▶ [What is required]:
Revise the lines below so that every "drop a marker" becomes "place a pin", leaving all other text unchanged.

Excerpts from location labeling data
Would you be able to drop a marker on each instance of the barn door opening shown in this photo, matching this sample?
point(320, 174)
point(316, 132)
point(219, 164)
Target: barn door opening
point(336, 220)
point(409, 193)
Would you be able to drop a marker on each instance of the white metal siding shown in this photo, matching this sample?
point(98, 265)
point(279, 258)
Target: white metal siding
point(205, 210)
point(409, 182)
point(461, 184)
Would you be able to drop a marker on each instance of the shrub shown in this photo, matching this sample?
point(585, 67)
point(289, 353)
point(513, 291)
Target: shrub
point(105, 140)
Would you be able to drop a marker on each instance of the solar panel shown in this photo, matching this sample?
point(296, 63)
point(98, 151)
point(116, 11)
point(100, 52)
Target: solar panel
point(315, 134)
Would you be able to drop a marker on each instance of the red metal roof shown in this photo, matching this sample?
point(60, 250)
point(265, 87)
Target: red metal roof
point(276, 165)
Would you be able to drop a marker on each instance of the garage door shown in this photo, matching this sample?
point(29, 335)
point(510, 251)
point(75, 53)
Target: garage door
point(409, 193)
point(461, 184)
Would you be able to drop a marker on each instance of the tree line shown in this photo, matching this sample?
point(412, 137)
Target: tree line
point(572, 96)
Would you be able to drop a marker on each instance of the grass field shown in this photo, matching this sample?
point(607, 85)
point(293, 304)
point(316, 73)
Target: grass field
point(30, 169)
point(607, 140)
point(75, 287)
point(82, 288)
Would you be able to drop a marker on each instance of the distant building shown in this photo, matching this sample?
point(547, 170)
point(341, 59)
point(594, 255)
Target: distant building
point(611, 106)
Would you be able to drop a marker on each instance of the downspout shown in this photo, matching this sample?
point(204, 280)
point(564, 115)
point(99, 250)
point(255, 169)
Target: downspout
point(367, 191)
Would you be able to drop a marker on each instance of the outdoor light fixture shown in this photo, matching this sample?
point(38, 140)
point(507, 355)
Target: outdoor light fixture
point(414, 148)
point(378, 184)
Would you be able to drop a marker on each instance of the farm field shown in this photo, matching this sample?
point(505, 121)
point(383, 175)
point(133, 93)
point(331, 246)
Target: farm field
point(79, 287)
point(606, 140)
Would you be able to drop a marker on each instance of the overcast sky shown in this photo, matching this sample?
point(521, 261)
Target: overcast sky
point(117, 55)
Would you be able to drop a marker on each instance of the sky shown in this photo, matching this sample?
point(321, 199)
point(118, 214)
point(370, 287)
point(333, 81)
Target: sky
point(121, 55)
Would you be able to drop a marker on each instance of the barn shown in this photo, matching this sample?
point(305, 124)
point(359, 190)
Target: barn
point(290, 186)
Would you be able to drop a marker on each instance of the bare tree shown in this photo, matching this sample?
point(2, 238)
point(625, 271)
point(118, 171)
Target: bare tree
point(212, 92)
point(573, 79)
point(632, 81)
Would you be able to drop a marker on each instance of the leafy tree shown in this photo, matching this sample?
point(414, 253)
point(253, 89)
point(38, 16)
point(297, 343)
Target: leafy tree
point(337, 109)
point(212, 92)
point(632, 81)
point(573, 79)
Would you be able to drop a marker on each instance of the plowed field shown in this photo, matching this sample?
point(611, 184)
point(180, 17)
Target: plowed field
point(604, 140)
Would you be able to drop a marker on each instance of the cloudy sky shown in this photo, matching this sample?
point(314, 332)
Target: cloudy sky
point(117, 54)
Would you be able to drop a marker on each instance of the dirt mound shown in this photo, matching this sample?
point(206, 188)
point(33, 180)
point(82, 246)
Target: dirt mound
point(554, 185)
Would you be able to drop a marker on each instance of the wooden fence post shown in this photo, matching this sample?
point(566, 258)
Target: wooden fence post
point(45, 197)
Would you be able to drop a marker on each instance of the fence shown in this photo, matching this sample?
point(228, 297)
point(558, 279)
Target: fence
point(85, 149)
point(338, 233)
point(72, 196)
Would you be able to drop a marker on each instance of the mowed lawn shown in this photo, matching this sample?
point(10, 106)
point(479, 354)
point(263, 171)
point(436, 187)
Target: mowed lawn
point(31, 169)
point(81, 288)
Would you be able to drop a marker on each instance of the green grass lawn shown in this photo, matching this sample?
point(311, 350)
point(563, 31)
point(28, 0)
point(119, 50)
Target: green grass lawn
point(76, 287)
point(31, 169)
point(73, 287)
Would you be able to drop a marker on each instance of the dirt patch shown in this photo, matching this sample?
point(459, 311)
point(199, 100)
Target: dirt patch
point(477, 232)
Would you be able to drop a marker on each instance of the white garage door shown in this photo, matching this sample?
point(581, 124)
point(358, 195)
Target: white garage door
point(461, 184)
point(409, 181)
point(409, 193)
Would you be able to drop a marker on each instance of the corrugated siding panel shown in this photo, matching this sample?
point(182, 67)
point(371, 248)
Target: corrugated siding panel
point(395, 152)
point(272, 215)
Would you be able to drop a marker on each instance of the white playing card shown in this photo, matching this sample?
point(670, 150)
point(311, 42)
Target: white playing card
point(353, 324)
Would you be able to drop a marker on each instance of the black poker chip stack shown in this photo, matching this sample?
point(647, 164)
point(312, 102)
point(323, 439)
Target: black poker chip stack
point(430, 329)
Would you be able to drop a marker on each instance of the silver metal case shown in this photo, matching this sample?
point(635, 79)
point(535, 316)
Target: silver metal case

▶ [The completed task]:
Would you be able to place a pin on each instance of the barn door opening shown in this photo, matching this sample?
point(320, 174)
point(316, 132)
point(219, 164)
Target: barn door opening
point(336, 220)
point(409, 193)
Would you be able to place a pin on each instance of the white metal siding shown in this photo, matching this sample?
point(98, 265)
point(279, 258)
Target: white metal siding
point(205, 210)
point(409, 182)
point(461, 184)
Would you be able to place a pin on each instance of the shrub shown in this photo, matching this sample?
point(585, 67)
point(289, 353)
point(513, 291)
Target: shrub
point(105, 140)
Would you be able to place a pin on each instance of the solar panel shown in this photo, matching this sample?
point(296, 63)
point(98, 151)
point(116, 11)
point(100, 52)
Target: solar panel
point(315, 134)
Would you be able to place a pin on each instance of the red metal roof shown in this photo, matching this sample?
point(60, 250)
point(265, 87)
Target: red metal roof
point(276, 165)
Would you be able to place a pin on each instance of the garage door shown in this photo, matching this sample?
point(29, 335)
point(510, 251)
point(75, 53)
Target: garage door
point(409, 193)
point(461, 184)
Would you be able to place a pin on each instance of the tree line shown in this photo, matching this sample?
point(412, 137)
Target: tree line
point(572, 96)
Would you be able to place a pin on each instance of the grass field shown in this photo, matching this sample?
point(607, 85)
point(293, 304)
point(316, 73)
Target: grass field
point(30, 169)
point(607, 140)
point(75, 287)
point(82, 288)
Would you be able to place a pin on each instance of the distant building shown in this photo, matching this sample?
point(547, 170)
point(341, 59)
point(594, 255)
Target: distant building
point(611, 106)
Would you be able to place a pin on each instance of the downspout shown in this photo, matching this sample?
point(204, 280)
point(564, 115)
point(99, 250)
point(255, 169)
Target: downspout
point(367, 191)
Would you be able to place a pin on each instance of the outdoor light fixture shown in this photo, matching this sample?
point(38, 140)
point(507, 355)
Target: outdoor light fixture
point(414, 148)
point(378, 184)
Would you be able to place a pin on each instance of the farm field shown in this photo, matching this sample?
point(505, 121)
point(383, 175)
point(133, 93)
point(331, 246)
Target: farm field
point(79, 287)
point(606, 140)
Would you be able to place a pin on each instance of the overcast sky shown in this photo, matching this sample?
point(521, 261)
Target: overcast sky
point(117, 55)
Would you be able to place a pin on each instance of the sky shown in this photo, matching this sample?
point(321, 199)
point(118, 214)
point(370, 287)
point(333, 81)
Target: sky
point(121, 55)
Would you be able to place a pin on each instance of the barn shown in this photo, matching this sample?
point(305, 124)
point(359, 190)
Target: barn
point(290, 186)
Would you be able to place a pin on each instance of the bare tree shown in this photo, matching this sample?
point(2, 238)
point(625, 271)
point(118, 171)
Target: bare tree
point(212, 92)
point(573, 79)
point(632, 81)
Would you be able to place a pin on each instance of the leafy tree shown in this photo, matching this sample?
point(414, 253)
point(253, 89)
point(38, 16)
point(297, 343)
Target: leafy tree
point(337, 109)
point(212, 92)
point(632, 81)
point(573, 79)
Would you be able to place a pin on each instance of the plowed field shown in this photo, matching this sample?
point(611, 184)
point(180, 17)
Target: plowed field
point(604, 140)
Would you be able to place a pin on each instance of the cloudy sky shown in this photo, matching this sample?
point(314, 332)
Target: cloudy sky
point(117, 54)
Would you be able to place a pin on each instance of the dirt mound shown in this photo, matching this sample?
point(206, 188)
point(33, 180)
point(82, 246)
Target: dirt mound
point(554, 185)
Would you be able to place a pin on each instance of the wooden fence post shown in this photo, matching this sample?
point(566, 258)
Target: wooden fence post
point(45, 197)
Would you be able to place a pin on each instance of the fence shown in this photo, matching this sample?
point(228, 297)
point(558, 279)
Target: fence
point(85, 149)
point(338, 233)
point(72, 196)
Would you be able to place a pin on each instance of the mowed lawn shown in this photo, matching this sample?
point(10, 106)
point(479, 354)
point(263, 171)
point(436, 187)
Target: mowed lawn
point(31, 169)
point(81, 288)
Would you be able to place a pin on each instance of the green grass lawn shown in this photo, matching this sample?
point(311, 350)
point(563, 31)
point(28, 0)
point(119, 50)
Target: green grass lawn
point(76, 287)
point(31, 169)
point(73, 287)
Would you be able to place a pin on each instance of the dirt patch shown in this photo, matching this sample?
point(459, 311)
point(199, 100)
Target: dirt patch
point(477, 232)
Would you be able to place a pin on each instance of the white garage door shown in this photo, matching this sample?
point(581, 124)
point(358, 195)
Target: white garage door
point(461, 184)
point(409, 181)
point(409, 193)
Would you be able to place a pin on each instance of the corrugated siding panel shown in this photo, matching this sample?
point(182, 67)
point(371, 248)
Target: corrugated siding panel
point(395, 152)
point(272, 215)
Would you be able to place a pin on each instance of the white playing card shown in this photo, matching this sample?
point(670, 150)
point(311, 42)
Target: white playing card
point(353, 324)
Would you be able to place a pin on each instance of the black poker chip stack shown in this photo, matching this sample?
point(647, 164)
point(312, 102)
point(323, 439)
Target: black poker chip stack
point(430, 329)
Would you be able to place a pin on each instance of the silver metal case shown in this photo, matching this sample?
point(635, 79)
point(535, 316)
Target: silver metal case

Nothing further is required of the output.